As 2012 drew to a close, OGJ polled a few leading LNG consultants on what they saw as leading issues facing industry.

• Prominent on the lists was the evolution of global LNG pricing, made more urgent by prospects of low-cost LNG being exported from North America.

UK-based Andy Flower wondered if industry will "continue to be dominated by long-term contracts" or will growth in short-term trading, boosted by destination-free supplies from the US, lead to "LNG and gas markets moving towards commoditization."

Jim Jensen of Jensen Associates, Weston, Mass., said that, by any "equilibrium commodity price" standards, Asian prices are "way out of line with the rest of the world."

He said some of that is due to the tight market created by Chinese growth and post-Fukushima Japanese demand (OGJ, Apr. 2, 2012, p. 128). Much of it is also attributable to the inflexibility of the traditional Asian oil-price-linked formula, known as Japan Customs Cleared (JCC), also called the "Japan Crude Cocktail."

"Clearly, the Japanese are trying to break open the rigidities of the traditional formula by introducing different indicators into the formula and by buying fob [free on board] in North America at Henry Hub prices." With such a large disparity between European and Asian prices, Jensen said, "someone may introduce arbitrage competition into the mix."

John Sheffield, of UK-based WIGLOX LNG Consultancy, told OGJ that when oil-indexed, long-term pricing hit $16-20/MMbtu, Japan and [South} Korea are challenging the traditional Southeast Asia pricing scheme, "seeking alternative hub-based pricing or a net back structure."

Evidence of such efforts he has found in the tactic adopted by several Japanese buyers in taking positions with developing North American LNG export projects.

And if Japan establishes LNG supplies with a different pricing structure, he wondered how this would affect the "very expensive Australian LNG developments," more about which below.

■ **TASK A**
From the passage on LNG pricing, extract the text between "As 2012 drew" and "from North America.", inclusive.
The passage about LNG pricing has no connection to the rows.

■ **DATASET**

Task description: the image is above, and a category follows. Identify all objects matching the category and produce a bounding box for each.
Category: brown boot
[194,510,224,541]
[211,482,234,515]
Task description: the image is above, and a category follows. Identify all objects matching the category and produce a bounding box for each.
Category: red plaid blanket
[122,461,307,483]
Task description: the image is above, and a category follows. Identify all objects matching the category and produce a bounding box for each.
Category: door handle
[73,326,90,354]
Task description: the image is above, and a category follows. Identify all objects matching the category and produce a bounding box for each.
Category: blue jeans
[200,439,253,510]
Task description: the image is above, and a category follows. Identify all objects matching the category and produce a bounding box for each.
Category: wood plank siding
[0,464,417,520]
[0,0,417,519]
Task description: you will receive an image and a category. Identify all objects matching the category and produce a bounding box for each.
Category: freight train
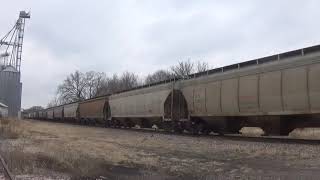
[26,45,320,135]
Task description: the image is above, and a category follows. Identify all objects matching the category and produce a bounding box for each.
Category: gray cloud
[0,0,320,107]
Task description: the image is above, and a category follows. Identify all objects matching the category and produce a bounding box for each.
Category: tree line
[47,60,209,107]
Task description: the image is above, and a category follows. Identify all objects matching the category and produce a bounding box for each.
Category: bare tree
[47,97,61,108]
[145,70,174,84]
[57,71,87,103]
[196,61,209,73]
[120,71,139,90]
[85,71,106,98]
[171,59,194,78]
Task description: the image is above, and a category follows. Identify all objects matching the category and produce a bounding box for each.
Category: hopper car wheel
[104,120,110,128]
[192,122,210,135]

...

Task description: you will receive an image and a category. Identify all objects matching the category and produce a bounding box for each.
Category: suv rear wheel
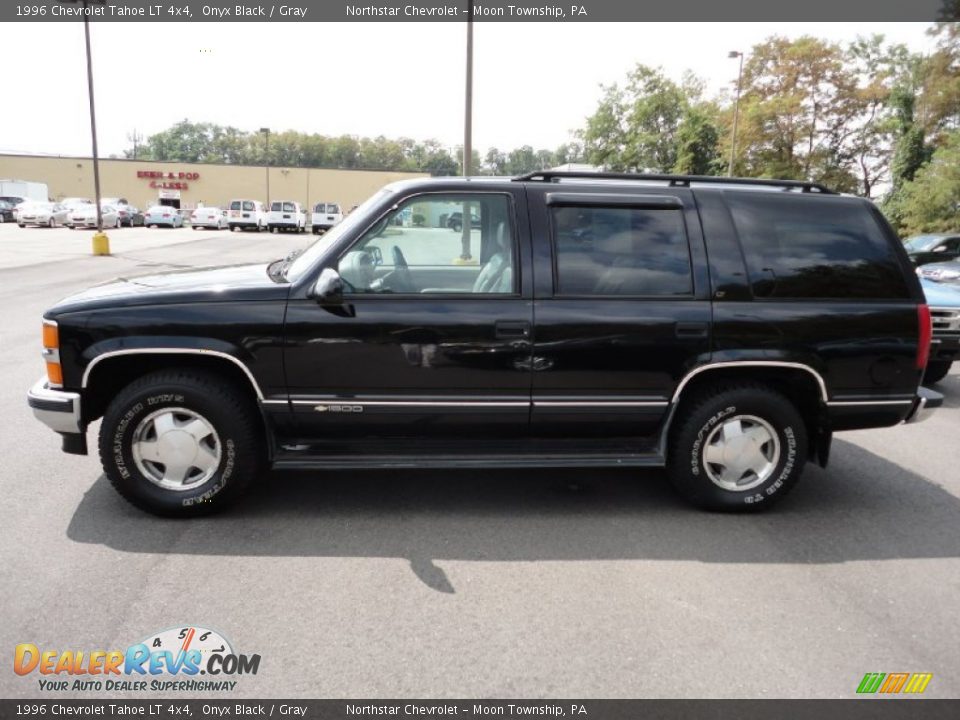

...

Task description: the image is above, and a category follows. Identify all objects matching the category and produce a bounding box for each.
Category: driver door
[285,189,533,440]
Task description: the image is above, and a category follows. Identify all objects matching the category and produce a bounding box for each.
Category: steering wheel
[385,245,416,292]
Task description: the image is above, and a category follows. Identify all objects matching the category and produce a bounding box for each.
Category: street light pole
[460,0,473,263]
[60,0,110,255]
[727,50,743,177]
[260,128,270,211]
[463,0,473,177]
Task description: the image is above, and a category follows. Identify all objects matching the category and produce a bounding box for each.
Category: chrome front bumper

■ **TASK B**
Pull out every line of the rows that contains the string "wheel", matching case exactly.

■ **COMPLETE OUTPUT A**
As 2012 drew to a close, OGJ polled a few leading LNG consultants on what they saw as leading issues facing industry.

• Prominent on the lists was the evolution of global LNG pricing, made more urgent by prospects of low-cost LNG being exported from North America.

■ **COMPLETE OUTPUT B**
Category: hopper car wheel
Category: suv rear wheel
Category: steering wheel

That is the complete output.